Parasitic resistance, capacitance, and inductance are key elements that can impact signal quality when designing integrated circuits at advanced nodes such as 3nm. Parasitic resistance can lead to voltage drops and affect timing, while parasitic capacitance can create signal noise and low-frequency oscillations that compromise signal fidelity. Similarly, parasitic inductance can induce voltage spikes and ringing that distort signals. Managing these parasitic elements is crucial to ensure reliable data transmission in advanced integrated circuits. After taking these parasitics into consideration in simulation, if the circuit no longer meets specifications, then the layout engineer must reduce the parasitics, such as by widening the wires to reduce parasitic resistance, moving wires away from each other when there is too much coupling capacitance, and putting ground return paths near signal nets to reduce inductance.

Power integrity

Parasitic capacitance and resistance can significantly impact power integrity. These parasitics can cause voltage fluctuations when large currents flow through the circuit and can result in power integrity issues such as voltage (IR) drop. To address these issues, designers use static and dynamic IR drop analysis to identify problematic areas and devise solutions to improve power distribution. Techniques to reduce IR drop include designing wider power planes and using more power pins for better distribution. Ensuring good power integrity is essential for optimal circuit performance and reliable operation.

·····

Goal 1:
In the passage on parasitic effects in chip design, what two techniques are listed for reducing IR drop?
Goal 2:
Transcribe the passage on parasitic effects from "Parasitic capacitance and" up to and including "and reliable operation.".

Record list:
·····

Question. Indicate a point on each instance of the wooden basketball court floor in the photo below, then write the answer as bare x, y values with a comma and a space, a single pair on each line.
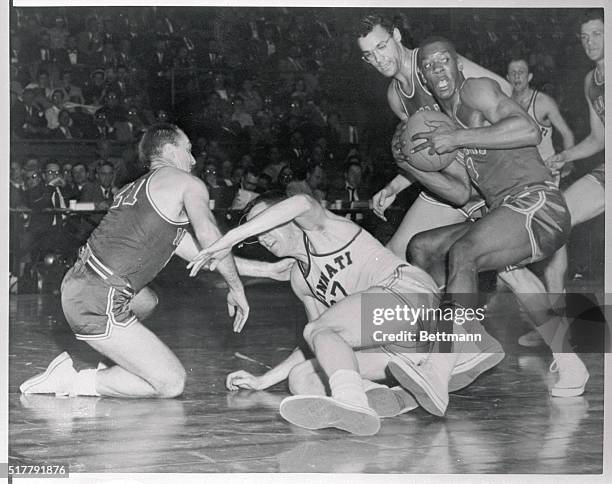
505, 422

·····

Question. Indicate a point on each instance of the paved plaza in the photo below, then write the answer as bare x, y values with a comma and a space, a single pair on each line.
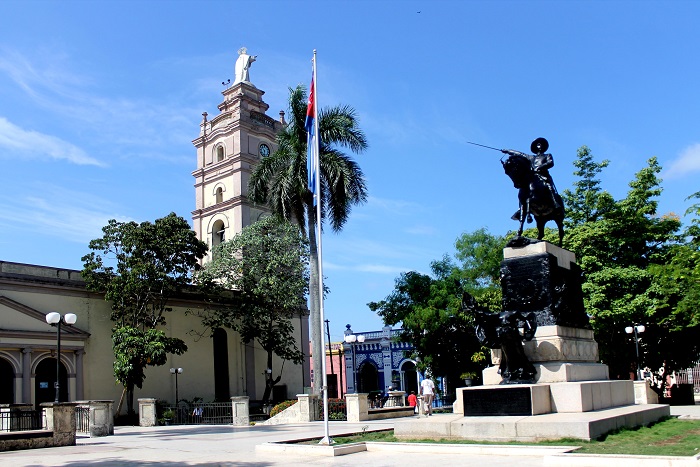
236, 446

·····

Right answer 1:
Designing wider power planes and using more power pins for better distribution.

Right answer 2:
Parasitic capacitance and resistance can significantly impact power integrity. These parasitics can cause voltage fluctuations when large currents flow through the circuit and can result in power integrity issues such as voltage (IR) drop. To address these issues, designers use static and dynamic IR drop analysis to identify problematic areas and devise solutions to improve power distribution. Techniques to reduce IR drop include designing wider power planes and using more power pins for better distribution. Ensuring good power integrity is essential for optimal circuit performance and reliable operation.